Passage provided:
Begin
Patricia Faulkner AO

The Telecommunications Industry Ombudsman Board of Directors

To ensure our independence, the Board is chaired by an independent Director and contains a balanced mix of Directors with industry and consumer experience, and two independent Directors with governance experience.

The Board governs the business affairs and property of Telecommunications Industry Ombudsman Limited in accordance with the Company Constitution and Terms of Reference.

 

Independent Chair

Patricia Faulkner AO BA, Dip Ed, MBA, FIPAA

Directors with consumer experience

Paul Harrison PhD, GAICD, MAM
Catriona Lowe LLB
Gordon Renouf BA, LLB

Directors with industry experience

David Epstein BA, AMP, GAICD
John Lindsay GAICD, MACS
Jules Scarlett BA, LLB (Hons)

Independent Directors with commercial governance experience

Geoff Nicholson BEc, MBA, FCA, GAICD, CSEP

Independent Director with not-for-profit governance experience

Professor The Hon. Michael Lavarch AO, LLB

Board activities in 2016-17

In 2016-17, the Board met 10 times (excluding meetings of Board committees). In addition to approving the annual budget, the Board’s activities focused on developing the new strategy, continuing work on the funding model review, and supporting the organisation’s response to the increasing number of complaints.

The Telecommunications Industry Ombudsman provides a free and independent dispute resolution service for residential consumers and small businesses who have an unresolved complaint about their telephone or internet service in Australia.
End
Supplied entries:
Begin
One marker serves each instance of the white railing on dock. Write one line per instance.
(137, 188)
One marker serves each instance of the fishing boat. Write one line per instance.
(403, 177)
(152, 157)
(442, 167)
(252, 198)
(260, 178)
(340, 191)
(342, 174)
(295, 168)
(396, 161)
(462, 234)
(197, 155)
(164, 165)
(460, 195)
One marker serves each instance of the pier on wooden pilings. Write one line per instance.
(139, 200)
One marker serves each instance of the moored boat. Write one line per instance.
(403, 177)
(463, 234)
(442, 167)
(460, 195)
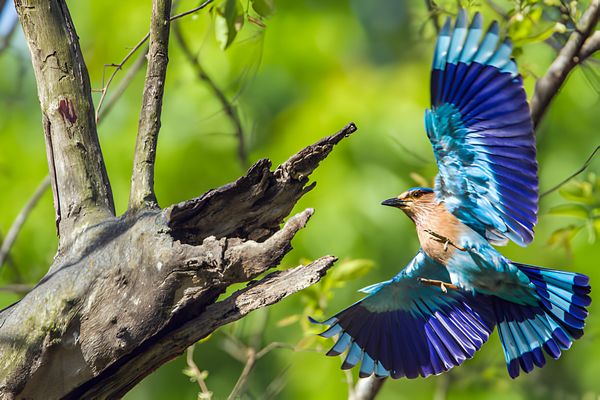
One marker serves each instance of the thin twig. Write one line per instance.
(18, 288)
(573, 175)
(18, 223)
(135, 48)
(590, 46)
(547, 86)
(243, 379)
(198, 375)
(118, 67)
(252, 356)
(228, 107)
(142, 179)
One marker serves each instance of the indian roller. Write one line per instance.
(440, 309)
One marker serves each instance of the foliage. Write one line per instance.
(583, 207)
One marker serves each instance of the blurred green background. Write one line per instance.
(313, 67)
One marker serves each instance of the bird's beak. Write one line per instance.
(394, 202)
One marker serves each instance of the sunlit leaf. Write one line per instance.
(264, 8)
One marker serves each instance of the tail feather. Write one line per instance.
(552, 325)
(420, 337)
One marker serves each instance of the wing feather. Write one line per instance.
(481, 132)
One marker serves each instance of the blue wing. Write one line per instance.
(405, 328)
(481, 132)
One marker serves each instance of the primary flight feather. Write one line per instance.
(440, 309)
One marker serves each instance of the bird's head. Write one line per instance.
(415, 202)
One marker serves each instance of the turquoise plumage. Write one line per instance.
(440, 309)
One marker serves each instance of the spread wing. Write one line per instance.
(405, 328)
(482, 136)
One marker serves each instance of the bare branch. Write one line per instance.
(548, 86)
(230, 109)
(130, 295)
(19, 221)
(142, 180)
(193, 10)
(590, 46)
(135, 48)
(242, 216)
(19, 288)
(82, 192)
(271, 289)
(433, 10)
(137, 65)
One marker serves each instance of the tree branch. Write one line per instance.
(19, 221)
(133, 293)
(548, 86)
(135, 48)
(142, 180)
(267, 291)
(230, 109)
(82, 193)
(590, 46)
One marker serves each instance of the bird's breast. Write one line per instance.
(440, 234)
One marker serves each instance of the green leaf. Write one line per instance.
(564, 236)
(229, 19)
(570, 210)
(264, 8)
(289, 320)
(351, 269)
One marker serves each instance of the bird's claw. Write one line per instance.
(445, 240)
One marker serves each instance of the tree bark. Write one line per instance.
(133, 292)
(126, 294)
(82, 193)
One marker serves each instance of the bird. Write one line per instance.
(444, 305)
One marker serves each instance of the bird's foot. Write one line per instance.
(444, 286)
(445, 240)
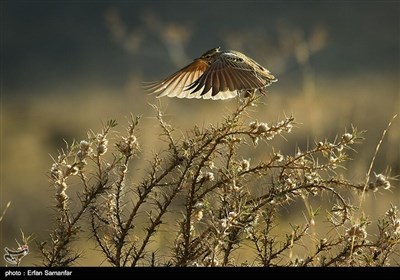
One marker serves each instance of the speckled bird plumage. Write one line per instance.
(215, 75)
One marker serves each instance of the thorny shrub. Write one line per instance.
(211, 201)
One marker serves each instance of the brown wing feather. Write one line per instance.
(228, 72)
(176, 83)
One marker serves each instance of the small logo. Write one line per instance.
(14, 256)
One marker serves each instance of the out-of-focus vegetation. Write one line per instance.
(35, 120)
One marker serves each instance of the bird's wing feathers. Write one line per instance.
(228, 73)
(222, 79)
(175, 84)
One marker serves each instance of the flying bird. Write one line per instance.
(215, 75)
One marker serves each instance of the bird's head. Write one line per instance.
(210, 55)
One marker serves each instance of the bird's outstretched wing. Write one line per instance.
(228, 74)
(174, 85)
(231, 72)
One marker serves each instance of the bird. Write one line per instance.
(217, 75)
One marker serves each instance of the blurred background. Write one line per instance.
(69, 66)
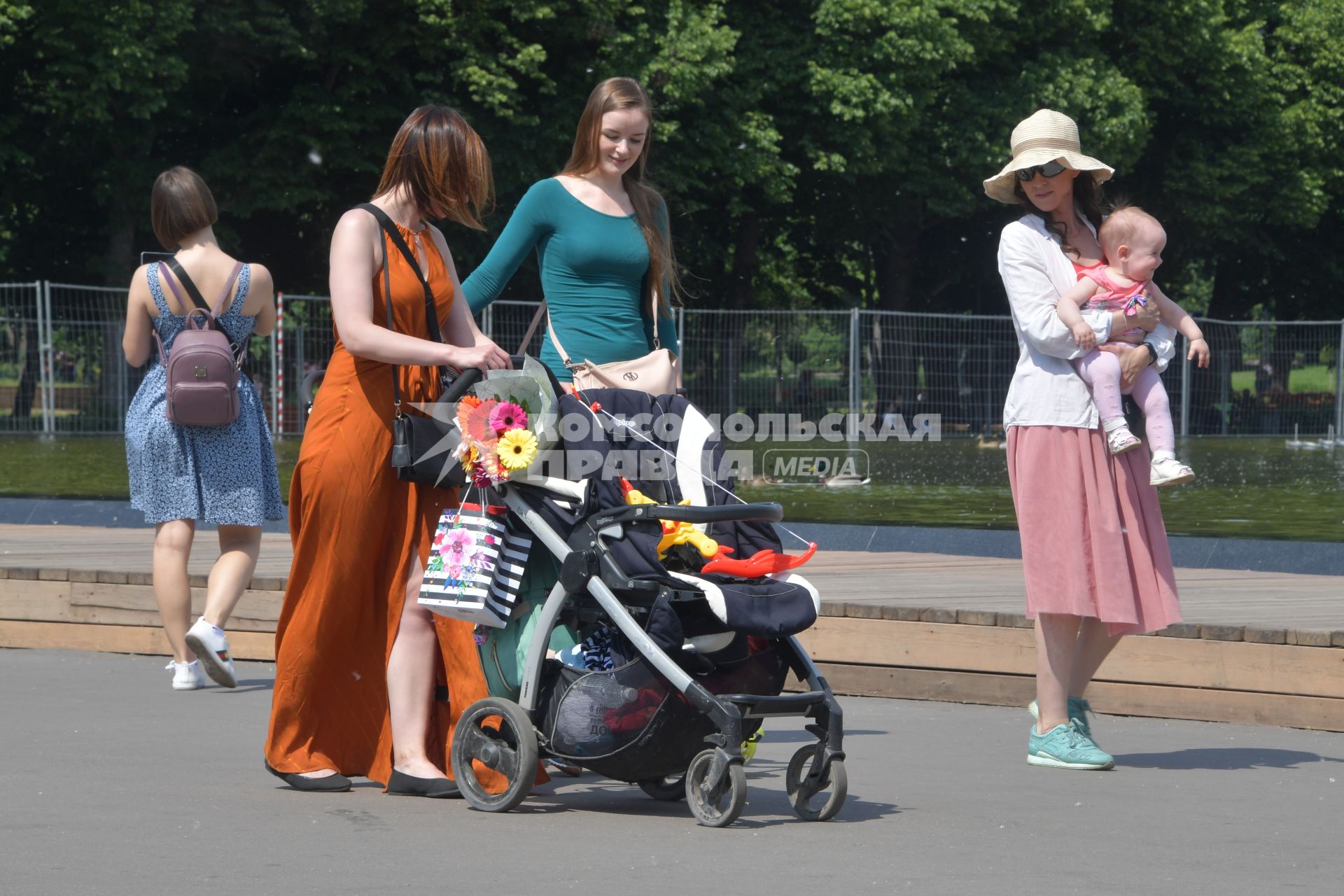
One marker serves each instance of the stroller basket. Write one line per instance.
(629, 724)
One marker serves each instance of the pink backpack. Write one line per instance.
(203, 365)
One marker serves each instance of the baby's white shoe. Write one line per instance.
(187, 676)
(1168, 470)
(1120, 440)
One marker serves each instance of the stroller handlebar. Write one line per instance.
(771, 512)
(458, 382)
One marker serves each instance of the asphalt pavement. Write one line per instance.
(111, 782)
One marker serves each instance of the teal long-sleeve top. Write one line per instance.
(593, 269)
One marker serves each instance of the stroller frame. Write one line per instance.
(504, 736)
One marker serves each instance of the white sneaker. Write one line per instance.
(186, 676)
(211, 648)
(1168, 470)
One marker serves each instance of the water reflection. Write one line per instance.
(1246, 488)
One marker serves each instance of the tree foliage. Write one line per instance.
(813, 152)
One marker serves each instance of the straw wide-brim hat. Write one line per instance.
(1046, 136)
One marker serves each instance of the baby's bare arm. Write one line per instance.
(1074, 300)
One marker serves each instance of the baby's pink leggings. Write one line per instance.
(1101, 371)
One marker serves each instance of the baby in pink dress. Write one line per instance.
(1133, 241)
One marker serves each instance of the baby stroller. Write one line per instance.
(695, 660)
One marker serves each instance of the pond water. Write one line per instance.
(1246, 488)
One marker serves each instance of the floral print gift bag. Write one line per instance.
(476, 566)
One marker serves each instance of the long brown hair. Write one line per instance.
(442, 164)
(610, 96)
(1086, 200)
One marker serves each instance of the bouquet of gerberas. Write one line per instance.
(502, 425)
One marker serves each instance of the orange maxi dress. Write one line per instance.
(355, 528)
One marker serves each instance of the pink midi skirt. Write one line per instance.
(1093, 540)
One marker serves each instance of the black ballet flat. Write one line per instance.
(330, 785)
(403, 785)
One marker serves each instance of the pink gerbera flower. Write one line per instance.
(457, 547)
(505, 416)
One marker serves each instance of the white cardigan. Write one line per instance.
(1044, 388)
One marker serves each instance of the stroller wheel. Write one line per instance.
(803, 789)
(499, 735)
(715, 806)
(667, 789)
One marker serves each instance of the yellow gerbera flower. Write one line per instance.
(517, 449)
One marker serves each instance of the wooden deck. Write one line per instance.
(1256, 647)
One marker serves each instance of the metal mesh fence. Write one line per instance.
(768, 362)
(62, 368)
(958, 365)
(302, 346)
(23, 383)
(90, 381)
(1265, 378)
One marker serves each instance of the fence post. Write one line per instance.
(680, 340)
(1339, 387)
(855, 384)
(46, 359)
(277, 367)
(42, 355)
(1184, 394)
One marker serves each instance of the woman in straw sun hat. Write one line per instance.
(1093, 543)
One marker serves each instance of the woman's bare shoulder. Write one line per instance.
(261, 280)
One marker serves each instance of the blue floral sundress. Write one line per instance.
(219, 475)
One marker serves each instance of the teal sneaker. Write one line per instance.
(1078, 713)
(1066, 747)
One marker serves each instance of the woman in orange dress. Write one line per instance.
(368, 681)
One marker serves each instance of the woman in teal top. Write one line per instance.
(601, 238)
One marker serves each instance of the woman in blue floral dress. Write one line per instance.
(220, 475)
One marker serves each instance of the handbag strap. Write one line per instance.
(186, 284)
(565, 358)
(531, 328)
(430, 314)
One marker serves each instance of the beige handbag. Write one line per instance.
(659, 372)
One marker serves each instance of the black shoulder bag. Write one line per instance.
(416, 437)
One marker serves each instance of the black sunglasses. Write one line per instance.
(1049, 169)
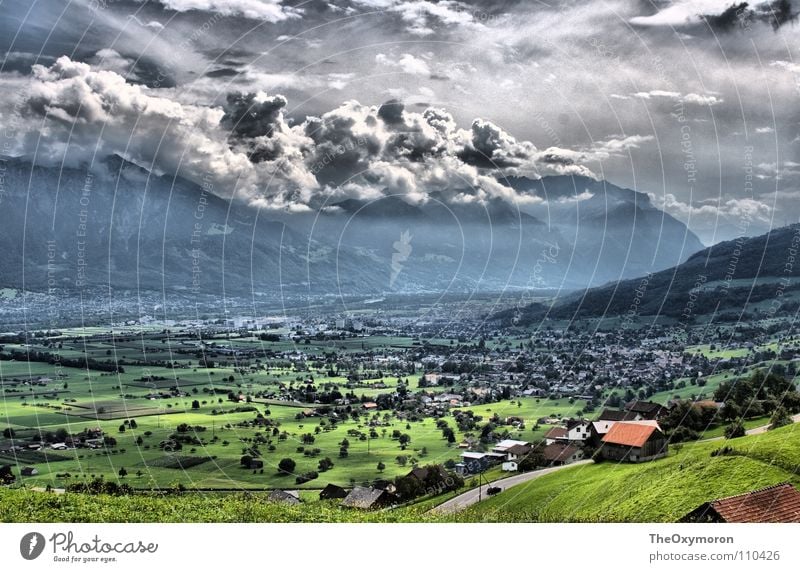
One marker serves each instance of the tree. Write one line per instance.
End
Instruction 1:
Reproduce the portion of the Telecommunications Industry Ombudsman Board passage above between "Professor The Hon." and "number of complaints.", inclusive.
Instruction 2:
Using the Telecommunications Industry Ombudsman Board passage above, answer the following:
(a) Who is the Board's Independent Chair?
(b) How many times did the Board meet in 2016-17, excluding Board committee meetings?
(c) For which two groups does the Telecommunications Industry Ombudsman provide its dispute resolution service?

Answer 1:
Professor The Hon. Michael Lavarch AO, LLB

Board activities in 2016-17

In 2016-17, the Board met 10 times (excluding meetings of Board committees). In addition to approving the annual budget, the Board’s activities focused on developing the new strategy, continuing work on the funding model review, and supporting the organisation’s response to the increasing number of complaints.

Answer 2:
(a) Patricia Faulkner AO
(b) 10 times
(c) Residential consumers and small businesses